## Instructions for the task
Each line from the one containing "panel in the photo above." through the final line of the data below must be repeated exactly.

[Data entries]
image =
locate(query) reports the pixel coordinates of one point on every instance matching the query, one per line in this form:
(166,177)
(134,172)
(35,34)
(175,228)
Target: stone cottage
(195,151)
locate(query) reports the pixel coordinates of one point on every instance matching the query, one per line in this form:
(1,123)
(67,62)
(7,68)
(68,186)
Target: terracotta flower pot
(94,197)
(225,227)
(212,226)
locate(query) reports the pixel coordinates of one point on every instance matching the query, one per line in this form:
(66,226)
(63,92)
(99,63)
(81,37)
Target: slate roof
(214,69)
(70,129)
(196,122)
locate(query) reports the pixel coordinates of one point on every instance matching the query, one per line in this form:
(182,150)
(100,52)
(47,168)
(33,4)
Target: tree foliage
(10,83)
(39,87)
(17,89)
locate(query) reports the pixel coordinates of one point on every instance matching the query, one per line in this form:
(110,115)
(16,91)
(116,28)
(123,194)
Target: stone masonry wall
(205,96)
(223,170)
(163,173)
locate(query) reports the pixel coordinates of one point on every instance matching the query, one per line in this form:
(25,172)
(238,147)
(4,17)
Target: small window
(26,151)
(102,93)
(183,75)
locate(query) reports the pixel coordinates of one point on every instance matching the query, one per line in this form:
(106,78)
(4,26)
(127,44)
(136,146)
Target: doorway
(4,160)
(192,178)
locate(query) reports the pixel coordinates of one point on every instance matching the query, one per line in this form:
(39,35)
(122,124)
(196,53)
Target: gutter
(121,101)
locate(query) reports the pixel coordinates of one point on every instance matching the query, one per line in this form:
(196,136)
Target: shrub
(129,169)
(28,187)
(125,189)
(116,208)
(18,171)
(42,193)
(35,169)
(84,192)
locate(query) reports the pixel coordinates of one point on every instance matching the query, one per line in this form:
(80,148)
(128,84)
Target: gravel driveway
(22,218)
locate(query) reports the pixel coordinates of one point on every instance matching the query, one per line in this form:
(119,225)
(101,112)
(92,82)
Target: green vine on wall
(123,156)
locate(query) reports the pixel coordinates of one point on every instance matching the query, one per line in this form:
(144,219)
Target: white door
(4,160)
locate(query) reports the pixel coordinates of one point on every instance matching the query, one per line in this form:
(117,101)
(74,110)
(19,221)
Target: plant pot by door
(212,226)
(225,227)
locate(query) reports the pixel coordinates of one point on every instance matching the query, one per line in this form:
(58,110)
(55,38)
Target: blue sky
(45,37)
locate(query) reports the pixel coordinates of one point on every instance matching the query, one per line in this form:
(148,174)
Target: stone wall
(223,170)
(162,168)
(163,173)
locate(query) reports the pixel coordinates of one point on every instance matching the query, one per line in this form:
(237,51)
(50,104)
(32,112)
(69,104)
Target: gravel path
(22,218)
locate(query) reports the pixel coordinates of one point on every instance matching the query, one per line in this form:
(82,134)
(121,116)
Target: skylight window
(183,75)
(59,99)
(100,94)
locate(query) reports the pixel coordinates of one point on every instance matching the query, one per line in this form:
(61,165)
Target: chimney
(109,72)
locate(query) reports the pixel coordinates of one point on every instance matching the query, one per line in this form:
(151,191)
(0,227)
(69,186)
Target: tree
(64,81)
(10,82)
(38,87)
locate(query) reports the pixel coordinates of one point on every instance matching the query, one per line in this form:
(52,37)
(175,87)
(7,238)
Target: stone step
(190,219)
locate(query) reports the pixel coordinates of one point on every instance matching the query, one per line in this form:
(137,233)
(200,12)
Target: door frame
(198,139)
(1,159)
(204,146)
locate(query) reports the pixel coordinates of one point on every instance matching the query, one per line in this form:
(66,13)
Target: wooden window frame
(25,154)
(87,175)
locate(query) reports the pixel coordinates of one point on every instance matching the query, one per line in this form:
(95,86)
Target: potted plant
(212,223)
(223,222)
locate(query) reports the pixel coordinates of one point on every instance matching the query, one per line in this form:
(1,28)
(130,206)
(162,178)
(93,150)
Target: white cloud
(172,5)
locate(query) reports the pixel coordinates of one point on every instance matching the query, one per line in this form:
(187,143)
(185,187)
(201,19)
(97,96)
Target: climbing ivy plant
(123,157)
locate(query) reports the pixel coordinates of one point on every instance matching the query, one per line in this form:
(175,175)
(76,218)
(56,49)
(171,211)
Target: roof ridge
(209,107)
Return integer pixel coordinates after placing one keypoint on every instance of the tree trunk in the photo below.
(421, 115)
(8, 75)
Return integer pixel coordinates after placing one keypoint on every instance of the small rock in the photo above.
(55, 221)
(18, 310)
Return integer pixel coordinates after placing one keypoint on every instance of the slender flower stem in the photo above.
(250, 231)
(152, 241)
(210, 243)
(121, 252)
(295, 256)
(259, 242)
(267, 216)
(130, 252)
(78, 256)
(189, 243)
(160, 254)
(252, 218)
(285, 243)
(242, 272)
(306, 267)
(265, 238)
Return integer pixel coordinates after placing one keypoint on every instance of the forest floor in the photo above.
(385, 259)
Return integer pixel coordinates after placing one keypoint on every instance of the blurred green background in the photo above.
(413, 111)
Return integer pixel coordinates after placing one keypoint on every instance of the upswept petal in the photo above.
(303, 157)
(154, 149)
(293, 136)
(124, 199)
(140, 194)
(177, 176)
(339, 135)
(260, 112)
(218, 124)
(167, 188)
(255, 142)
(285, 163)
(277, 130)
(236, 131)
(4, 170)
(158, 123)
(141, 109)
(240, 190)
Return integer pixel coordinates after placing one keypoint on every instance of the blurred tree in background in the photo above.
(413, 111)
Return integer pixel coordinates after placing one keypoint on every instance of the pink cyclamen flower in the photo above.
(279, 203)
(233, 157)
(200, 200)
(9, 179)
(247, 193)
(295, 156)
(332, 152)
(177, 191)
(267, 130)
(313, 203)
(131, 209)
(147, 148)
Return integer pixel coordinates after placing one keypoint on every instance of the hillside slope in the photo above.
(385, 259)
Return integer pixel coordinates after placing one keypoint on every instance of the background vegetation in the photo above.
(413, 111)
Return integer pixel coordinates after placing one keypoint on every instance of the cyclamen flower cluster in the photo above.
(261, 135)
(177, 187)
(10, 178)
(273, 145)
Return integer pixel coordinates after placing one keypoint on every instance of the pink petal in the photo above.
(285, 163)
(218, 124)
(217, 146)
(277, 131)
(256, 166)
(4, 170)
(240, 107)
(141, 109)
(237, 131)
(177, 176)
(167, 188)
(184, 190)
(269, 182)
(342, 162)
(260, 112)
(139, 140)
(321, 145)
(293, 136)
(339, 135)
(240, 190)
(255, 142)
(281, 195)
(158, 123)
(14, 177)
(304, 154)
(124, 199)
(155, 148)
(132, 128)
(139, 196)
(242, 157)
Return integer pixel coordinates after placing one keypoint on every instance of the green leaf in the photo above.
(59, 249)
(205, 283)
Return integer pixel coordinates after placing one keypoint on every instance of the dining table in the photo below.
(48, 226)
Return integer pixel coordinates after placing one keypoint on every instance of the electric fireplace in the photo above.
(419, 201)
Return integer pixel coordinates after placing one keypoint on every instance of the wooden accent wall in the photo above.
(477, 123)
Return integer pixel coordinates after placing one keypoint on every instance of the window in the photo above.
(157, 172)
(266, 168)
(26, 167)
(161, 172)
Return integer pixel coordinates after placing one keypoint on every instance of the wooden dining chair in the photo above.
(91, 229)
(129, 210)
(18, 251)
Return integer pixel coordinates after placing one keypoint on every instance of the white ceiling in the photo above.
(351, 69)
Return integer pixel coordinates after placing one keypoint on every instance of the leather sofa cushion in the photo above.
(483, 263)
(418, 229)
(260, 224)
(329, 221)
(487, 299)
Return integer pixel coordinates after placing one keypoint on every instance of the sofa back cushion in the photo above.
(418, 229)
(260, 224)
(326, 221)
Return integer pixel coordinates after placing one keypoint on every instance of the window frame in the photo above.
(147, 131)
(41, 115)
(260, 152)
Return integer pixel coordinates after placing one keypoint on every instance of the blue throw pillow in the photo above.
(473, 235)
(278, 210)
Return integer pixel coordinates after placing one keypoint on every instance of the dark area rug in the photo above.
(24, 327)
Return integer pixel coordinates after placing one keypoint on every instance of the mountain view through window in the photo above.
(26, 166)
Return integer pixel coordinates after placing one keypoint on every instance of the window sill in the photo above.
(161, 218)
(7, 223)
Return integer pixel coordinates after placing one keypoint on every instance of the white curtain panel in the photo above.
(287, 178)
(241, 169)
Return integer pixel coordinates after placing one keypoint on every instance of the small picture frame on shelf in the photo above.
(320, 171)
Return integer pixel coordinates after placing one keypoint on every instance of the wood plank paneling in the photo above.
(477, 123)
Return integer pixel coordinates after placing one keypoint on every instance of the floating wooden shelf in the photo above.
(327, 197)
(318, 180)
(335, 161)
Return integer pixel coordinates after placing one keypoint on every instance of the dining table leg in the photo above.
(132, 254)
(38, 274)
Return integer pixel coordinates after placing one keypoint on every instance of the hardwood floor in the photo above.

## Solution to the exercise
Return integer pixel coordinates after placing one keypoint on every instance of the white curtain panel in the photo above.
(287, 178)
(241, 169)
Return integer pixel coordinates after placing one keypoint on every instance of the small picture frame on shelf in the photo above.
(320, 171)
Return integer pixel coordinates after placing one keypoint on every instance of the wood plank paneling in the photo above.
(477, 123)
Return integer pixel coordinates after placing one keypoint on every instance of the floating wooden shelf in the photo above.
(327, 197)
(318, 180)
(335, 161)
Return integer pixel coordinates after placing one keypoint on every instance of the dining table leg in the photo above.
(132, 254)
(38, 274)
Return integer pixel coordinates after placing one keypoint on every instance of the hardwood floor in the photo above.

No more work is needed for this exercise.